▶ _Verilen metin_

Saldırılarda siviller öldürüldü
Hizbullah’ın gelişigüzel roket atışlarıyla vurulan kuzey sınırı bölgelerinin bazılarında İsrailli siviller büyük oranda tahliye edilmiş olsa da Uluslararası Af Örgütü, Eylül 2024 sonlarında çatışmanın şiddetlenmesinin ardından Hizbullah’ın İsrail şehirleri ve kasabalarına yönelik gerçekleştirdiği, sekiz sivilin öldürülmesi ve en az 16 sivilin de yaralanmasına yol açan üç roket saldırısını belgeledi. Uluslararası Af Örgütü’nün Kanıt İnceleme Laboratuvarı, bu saldırılarla ilgili toplam 13 videoyu ve altı fotoğrafı doğruladı.
29 Ekim 2024’te, sabah 10.40 sularında Hizbullah kuzey İsrail’e üst üste roketler fırlattı ve roketlerden birinin Tarşiş’teki evini vurması sonucunda 23 yaşındaki İsrail vatandaşı Filistinli Muhammed Naim öldürüldü. İsrail Dışişleri Bakanı saldırıda 13 kişinin de yaralandığını açıkladı.
Muhammed’in babası Yaser Naim, Uluslararası Af Örgütü’ne, oğlunun iki kardeşini evin içindeki sığınağa taşıdığı sırada roketin isabet ettiğini söyledi. Muhammed Naim öldürüldüğünde, sığınağa ulaşmasına yalnızca saniyeler kalmıştı. Yaser Naim, kasabaya onlarca roket fırlatıldığını ve İsrail’in Demir Kubbe füze savunma sisteminin gelen roketlerden bazılarını durdurmakta başarısız olduğunu söyledi. “Her ev tek tek korunamazdı” diye ekledi.
Hizbullah önce, Telegram kanalından hedefin Kfar Vradim köyü olduğunu açıkladı. Ancak birkaç saat sonra İsrail vatandaşı bir Filistinlinin öldürüldüğü haberleri yayılınca, Hizbullah ilk açıklamasını değiştirdi ve Ma’alot Tarşiş’te İsrail askerlerini hedef aldıklarını iddia ettikleri bir video yayımladı.

▶ _Listelenen satırlar_

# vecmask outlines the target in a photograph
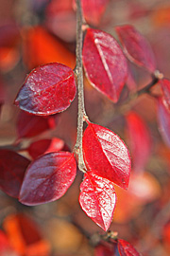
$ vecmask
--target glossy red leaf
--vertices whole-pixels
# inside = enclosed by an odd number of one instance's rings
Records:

▶ _Görev yönergeleri_
[A] Yukarıdaki vecmask satırlarının hepsini, boş satırları atlayarak numaralı bir liste biçiminde yazın. Resimleri cevaba koymayın.
[B] Hizbullah'ın İsrail'e yönelik roket saldırılarını anlatan metni son cümlesinden sonra devam ettirin.

▶ _Alıştırma cevapları_
[A]
1. # vecmask outlines the target in a photograph
2. $ vecmask
3. --target glossy red leaf
4. --vertices whole-pixels
5. # inside = enclosed by an odd number of one instance's rings
6. Records:

[B]
Hizbullah, Telegram’dan paylaştığı açıklamalara göre 31 Aralık 2024’te, İsrail’de Karmiel ve Akka şehirleri ile Hayfa'nın Krayot banliyöleri de dahil sınırın her iki tarafında şehirlere, yapısı gereği hedef hassasiyetinden yoksun roketlerle 18 saldırı düzenledi. İsrail ordusu, bu saldırılarda toplam 90 roketin İsrail içindeki bölgeleri vurduğunu açıkladı. Saldırılardan ikisinde toplam yedi sivil öldürüldü. Hizbullah, bu saldırıların planlanan hedefinin Lübnan’da Hiyam beldesinin güneyindeki İsrail askeri güçleri ile İsrail’in Krayot bölgesi olduğunu açıkladı.
İlk saldırı, sınırın Lübnan tarafında Hiyam’a belli bir uzaklıktaki İsrail askerleri yerine İsrail’in Metula şehrinde bir bağı vurdu ve İsrailli Ömer Weinstein ile Akkapon Wannasai, Prayat Pilasram, Kaweesak Papanang ve Thana Tichantuek adlı dört Taylandlı göçmen işçiyi öldürdü. Altıncı bir kişi de yaralandı.
İkinci saldırıda, 60 yaşındaki İsrail vatandaşı Filistinli Mina Şefik Hassun ile 30 yaşındaki oğlu Karmi Raja Hassun, Şefa Amr ile Kiryat Ata arasında kalan bir bağda zeytin topladıkları sırada öldürüldü. Diğer iki kişi de yaralandı.
Hizbullah, silahların fırlatılma anını gösterdiğini iddia ettikleri bir video yayımladı ve hedefin İsrail’in sahil şeridinde yer alan Krayot’un sivil banliyöleri olduğunu açıkladı. Saldırılar, güdümsüz 220mm Fadi-1 roketleriyle gerçekleştirildi. Bu roketlerin yapısı gereği hedef hassasiyetinden yoksun olması ve askeri hedeflere karşı olsa bile sivil bölgelerde kullanılmalarının hukuksuzluğu, gerçekte vurulan konumun açıklanan hedefe yaklaşık yedi kilometre uzaklıkta olmasıyla doğrulanmaktadır.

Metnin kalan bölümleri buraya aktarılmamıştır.